EXTRACTED TEXT >>
────

# PT145 Generation



## johnwl07 (Oct 2, 2011)

First time post, pleasure to be here. I am in the process of buying a used PT145, duotone black frame-stainless slide. I am having trouble identifying what generation it is. I have read so much but am still confused. It appears to have features of 1st and 2nd generation. The serial number only appears on a metal plate at rear of the gun (NUH *****). This indicates it was produced in July 2001. I could not find the SN on the slide anywhere. It has the TSS security system (2nd Gen?). There is only Millenium on it, not Pro (1st Gen). It has a textured grip (2nd Gen?). I am not sure what action the tirgger is. I have not shot it. When I dry fire it there ss a difference from my Glock 19. When I dry fire my Glock I have to rack the slide between every shot. With the PT 145 I only have to rack the slide once and it keeps firing without having to rerack the slide. I am somewhat inexperienced so I don't know if that makes a difference. I was thinking that possibly the frame was replaced on the original slide 9maybe due to crakcing). Is that possible? Based on this info can anybody help me identify the generation of the pistol? I can post photos once I acquire the gun. Can anybody post photos of both sides of multiple genreations to compare? When did 2nd begin production? When did upgrades to 1st gen begin? Also, if I provide Taurus with the SN can they identify it or give me a history on the gun? Thanks.


----------



## bruce333 (Sep 1, 2006)

The reason it is so confusing is that Taurus makes running changes, each generation has elements of the previous and following generation.

You can use the Taurus web site to verify the year it was made and call Taurus to verify what generation it is.

Taurus International Manufacturing Inc - Find My Model


----------



## bass_lover1 (Jan 18, 2011)

The first Millennium series only had Millennium etched on the side opposite the ejector port. 2nd gen had Millennium pro etched here. 3rd gen has Millennium etched on one side, then PT145Pro etched in front of the ejector port.

If it is a duo-tone slide, then it's a 3rd gen.


----------

────

EXCERPTED RECORDS >>

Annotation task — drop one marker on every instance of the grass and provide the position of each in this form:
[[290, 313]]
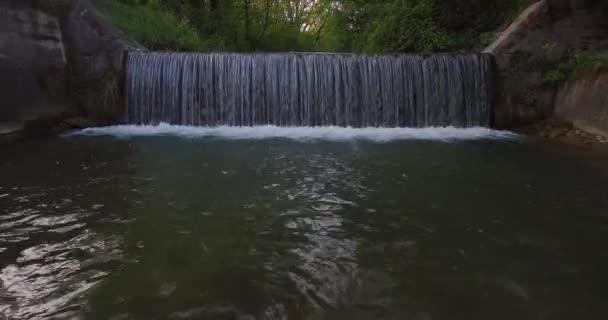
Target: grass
[[151, 26]]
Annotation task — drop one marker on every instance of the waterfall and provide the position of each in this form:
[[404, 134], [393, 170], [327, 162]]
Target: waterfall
[[309, 89]]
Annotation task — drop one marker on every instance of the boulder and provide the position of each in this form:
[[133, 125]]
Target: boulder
[[95, 54], [32, 67], [584, 102], [532, 45]]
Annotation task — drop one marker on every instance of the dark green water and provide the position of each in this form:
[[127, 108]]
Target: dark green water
[[167, 227]]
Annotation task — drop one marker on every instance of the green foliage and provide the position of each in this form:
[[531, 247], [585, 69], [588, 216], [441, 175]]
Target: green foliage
[[152, 27], [372, 26], [530, 99], [579, 63]]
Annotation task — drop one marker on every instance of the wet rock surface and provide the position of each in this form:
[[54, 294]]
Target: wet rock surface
[[538, 40], [32, 66]]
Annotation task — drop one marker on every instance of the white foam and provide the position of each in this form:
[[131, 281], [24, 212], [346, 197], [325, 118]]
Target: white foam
[[300, 133]]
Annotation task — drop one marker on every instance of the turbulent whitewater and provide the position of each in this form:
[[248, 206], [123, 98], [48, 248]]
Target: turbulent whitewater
[[309, 90]]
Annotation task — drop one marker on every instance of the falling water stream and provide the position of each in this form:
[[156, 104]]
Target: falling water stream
[[307, 90], [302, 187]]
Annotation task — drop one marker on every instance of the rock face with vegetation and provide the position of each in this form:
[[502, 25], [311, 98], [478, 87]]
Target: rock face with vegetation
[[540, 51], [32, 66], [584, 101], [95, 55], [58, 60]]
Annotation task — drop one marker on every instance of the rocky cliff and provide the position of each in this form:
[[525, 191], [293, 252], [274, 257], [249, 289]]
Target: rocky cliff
[[545, 34], [58, 60], [584, 102], [32, 66]]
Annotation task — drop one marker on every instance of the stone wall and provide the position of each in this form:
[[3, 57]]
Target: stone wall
[[533, 45], [32, 67], [59, 60], [584, 102], [95, 53]]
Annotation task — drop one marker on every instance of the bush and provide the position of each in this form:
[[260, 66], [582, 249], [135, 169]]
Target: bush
[[578, 64], [151, 26]]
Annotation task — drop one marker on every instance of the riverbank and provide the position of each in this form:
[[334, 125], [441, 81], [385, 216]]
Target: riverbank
[[566, 138]]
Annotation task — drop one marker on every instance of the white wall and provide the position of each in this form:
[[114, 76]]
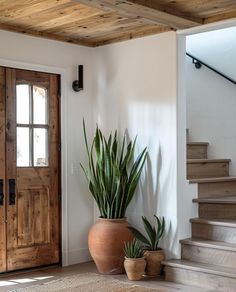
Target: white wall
[[130, 85], [44, 55], [137, 90], [211, 100]]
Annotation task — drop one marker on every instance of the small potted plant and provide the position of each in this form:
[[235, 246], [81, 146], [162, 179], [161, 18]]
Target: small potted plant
[[154, 255], [134, 260]]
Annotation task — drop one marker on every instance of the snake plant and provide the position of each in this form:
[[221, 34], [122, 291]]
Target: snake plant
[[154, 233], [112, 175], [133, 249]]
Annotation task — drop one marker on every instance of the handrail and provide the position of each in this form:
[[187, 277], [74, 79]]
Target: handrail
[[198, 63]]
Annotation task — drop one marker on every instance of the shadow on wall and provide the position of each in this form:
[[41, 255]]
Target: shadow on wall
[[146, 203]]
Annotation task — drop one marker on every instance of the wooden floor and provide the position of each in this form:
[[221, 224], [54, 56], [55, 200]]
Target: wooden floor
[[28, 278]]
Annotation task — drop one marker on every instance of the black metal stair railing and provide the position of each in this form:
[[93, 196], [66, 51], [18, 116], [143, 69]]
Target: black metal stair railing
[[198, 64]]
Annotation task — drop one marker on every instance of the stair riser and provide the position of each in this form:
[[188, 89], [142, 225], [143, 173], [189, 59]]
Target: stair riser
[[207, 169], [214, 232], [214, 189], [217, 211], [208, 255], [200, 279], [196, 151]]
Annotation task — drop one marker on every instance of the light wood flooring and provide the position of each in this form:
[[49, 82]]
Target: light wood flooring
[[33, 277]]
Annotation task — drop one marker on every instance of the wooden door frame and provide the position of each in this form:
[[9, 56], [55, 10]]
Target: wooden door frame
[[63, 187]]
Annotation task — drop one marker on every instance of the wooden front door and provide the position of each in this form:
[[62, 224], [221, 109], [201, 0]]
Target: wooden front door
[[30, 169]]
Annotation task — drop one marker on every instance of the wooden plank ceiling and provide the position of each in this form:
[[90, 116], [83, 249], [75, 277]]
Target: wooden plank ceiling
[[99, 22]]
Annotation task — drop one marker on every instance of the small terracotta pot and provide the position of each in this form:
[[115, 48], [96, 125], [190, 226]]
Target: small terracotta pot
[[106, 243], [134, 268], [154, 259]]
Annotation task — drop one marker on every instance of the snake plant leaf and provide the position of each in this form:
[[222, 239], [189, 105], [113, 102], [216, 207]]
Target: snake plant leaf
[[151, 232], [111, 173]]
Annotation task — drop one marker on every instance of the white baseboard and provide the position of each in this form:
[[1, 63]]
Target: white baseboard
[[73, 257]]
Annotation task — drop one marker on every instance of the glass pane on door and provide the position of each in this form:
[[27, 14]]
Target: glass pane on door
[[22, 103], [23, 147], [40, 105], [40, 147]]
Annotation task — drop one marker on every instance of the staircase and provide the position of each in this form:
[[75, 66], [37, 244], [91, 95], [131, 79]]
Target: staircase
[[208, 259]]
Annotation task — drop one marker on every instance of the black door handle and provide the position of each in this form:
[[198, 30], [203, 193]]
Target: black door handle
[[12, 192], [1, 193]]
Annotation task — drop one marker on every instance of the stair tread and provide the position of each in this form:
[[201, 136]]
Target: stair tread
[[212, 179], [200, 267], [221, 222], [198, 143], [206, 160], [209, 244], [217, 200]]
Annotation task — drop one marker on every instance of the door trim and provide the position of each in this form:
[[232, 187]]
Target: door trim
[[64, 158]]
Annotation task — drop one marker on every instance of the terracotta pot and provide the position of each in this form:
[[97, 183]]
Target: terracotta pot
[[134, 268], [106, 242], [154, 259]]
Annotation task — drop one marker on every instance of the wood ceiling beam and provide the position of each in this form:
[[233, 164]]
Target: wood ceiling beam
[[148, 14], [221, 16], [34, 33]]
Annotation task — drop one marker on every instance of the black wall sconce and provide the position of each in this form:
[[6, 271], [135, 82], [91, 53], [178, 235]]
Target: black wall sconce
[[78, 85]]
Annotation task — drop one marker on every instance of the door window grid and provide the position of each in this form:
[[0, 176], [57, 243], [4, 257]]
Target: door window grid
[[32, 145]]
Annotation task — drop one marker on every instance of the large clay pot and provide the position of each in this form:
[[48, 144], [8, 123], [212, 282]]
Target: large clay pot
[[134, 268], [154, 259], [106, 242]]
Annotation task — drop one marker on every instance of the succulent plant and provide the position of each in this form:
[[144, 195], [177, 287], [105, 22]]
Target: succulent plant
[[154, 233], [133, 249]]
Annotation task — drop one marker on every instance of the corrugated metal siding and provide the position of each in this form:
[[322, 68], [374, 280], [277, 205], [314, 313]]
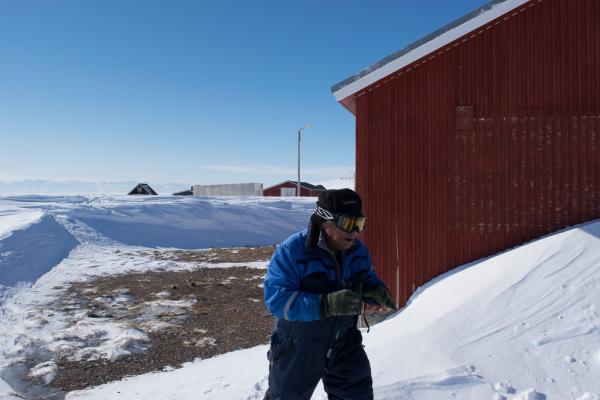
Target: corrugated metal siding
[[490, 142], [275, 191]]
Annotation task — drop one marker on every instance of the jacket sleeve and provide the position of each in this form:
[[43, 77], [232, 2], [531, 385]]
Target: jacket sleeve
[[283, 297]]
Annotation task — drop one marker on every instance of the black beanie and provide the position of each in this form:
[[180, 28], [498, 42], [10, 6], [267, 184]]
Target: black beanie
[[339, 202]]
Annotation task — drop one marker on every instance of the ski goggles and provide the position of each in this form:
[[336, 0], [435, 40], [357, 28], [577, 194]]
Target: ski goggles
[[350, 224], [344, 222]]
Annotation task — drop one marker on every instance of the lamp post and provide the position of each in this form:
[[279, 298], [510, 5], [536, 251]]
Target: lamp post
[[299, 132]]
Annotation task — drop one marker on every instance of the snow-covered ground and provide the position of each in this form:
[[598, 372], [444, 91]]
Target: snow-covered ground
[[522, 325]]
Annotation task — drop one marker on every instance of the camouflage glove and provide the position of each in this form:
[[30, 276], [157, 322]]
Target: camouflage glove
[[381, 295], [342, 302]]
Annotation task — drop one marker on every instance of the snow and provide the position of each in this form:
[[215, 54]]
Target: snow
[[524, 324]]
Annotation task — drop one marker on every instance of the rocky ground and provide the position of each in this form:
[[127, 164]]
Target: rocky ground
[[226, 313], [180, 315]]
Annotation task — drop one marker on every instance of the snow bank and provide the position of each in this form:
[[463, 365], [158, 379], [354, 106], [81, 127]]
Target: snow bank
[[28, 253], [522, 325], [198, 222]]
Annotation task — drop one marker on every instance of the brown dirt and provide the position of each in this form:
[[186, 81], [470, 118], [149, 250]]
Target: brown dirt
[[229, 314]]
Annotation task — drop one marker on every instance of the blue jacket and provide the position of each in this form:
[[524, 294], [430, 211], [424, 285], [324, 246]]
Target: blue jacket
[[300, 272]]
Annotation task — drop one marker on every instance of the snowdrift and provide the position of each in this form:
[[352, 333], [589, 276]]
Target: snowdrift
[[28, 253]]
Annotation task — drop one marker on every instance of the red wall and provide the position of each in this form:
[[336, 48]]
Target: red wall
[[487, 143]]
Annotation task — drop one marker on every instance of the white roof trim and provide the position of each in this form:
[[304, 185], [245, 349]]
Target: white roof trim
[[429, 47]]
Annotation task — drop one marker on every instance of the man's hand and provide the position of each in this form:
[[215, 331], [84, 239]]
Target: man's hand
[[381, 295], [342, 302]]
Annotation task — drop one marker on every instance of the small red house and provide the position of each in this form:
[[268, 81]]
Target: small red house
[[479, 137], [289, 188]]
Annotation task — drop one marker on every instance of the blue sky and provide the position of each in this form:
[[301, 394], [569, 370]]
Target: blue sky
[[191, 91]]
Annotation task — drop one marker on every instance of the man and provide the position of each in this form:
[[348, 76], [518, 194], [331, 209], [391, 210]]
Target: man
[[315, 286]]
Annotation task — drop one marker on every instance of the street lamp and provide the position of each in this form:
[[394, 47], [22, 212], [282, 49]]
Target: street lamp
[[299, 131]]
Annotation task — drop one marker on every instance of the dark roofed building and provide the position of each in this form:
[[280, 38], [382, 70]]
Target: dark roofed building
[[143, 188], [188, 192], [289, 188]]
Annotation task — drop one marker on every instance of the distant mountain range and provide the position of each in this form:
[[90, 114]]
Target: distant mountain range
[[40, 186]]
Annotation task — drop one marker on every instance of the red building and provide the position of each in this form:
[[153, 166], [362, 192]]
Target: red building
[[289, 188], [482, 136]]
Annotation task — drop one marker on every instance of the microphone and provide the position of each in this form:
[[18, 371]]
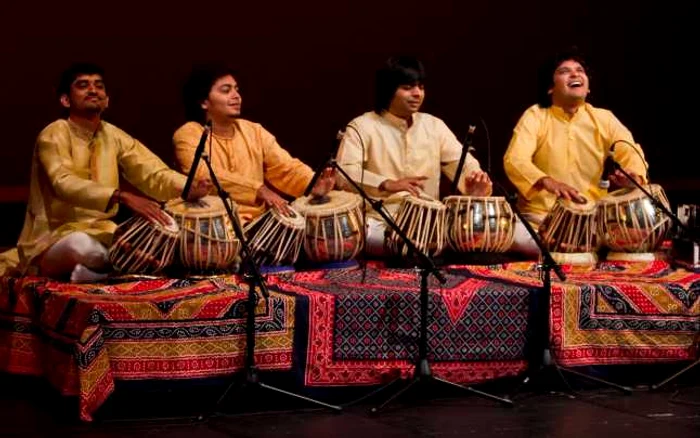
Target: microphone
[[317, 174], [466, 147], [197, 156]]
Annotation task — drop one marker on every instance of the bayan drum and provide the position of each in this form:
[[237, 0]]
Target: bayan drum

────

BRIEF 1 >> Retype, without any change, the passage of the PT145 generation thread that begins with "Taurus International Manufacturing" and ends with "of the ejector port.".
BRIEF 2 >> Repeat verbatim the lines of the records that run from the line containing "the white wall" through the line containing "[[130, 85], [44, 55], [137, 90], [211, 100]]", including both of those lines. Omit any pictures.

RESPONSE 1 >>
Taurus International Manufacturing Inc - Find My Model


----------



## bass_lover1 (Jan 18, 2011)

The first Millennium series only had Millennium etched on the side opposite the ejector port. 2nd gen had Millennium pro etched here. 3rd gen has Millennium etched on one side, then PT145Pro etched in front of the ejector port.

RESPONSE 2 >>
Annotation task — drop one marker on every instance of the white wall and provide the position of each in this form:
[[114, 76]]
Target: white wall
[[130, 85], [44, 55], [137, 90], [211, 100]]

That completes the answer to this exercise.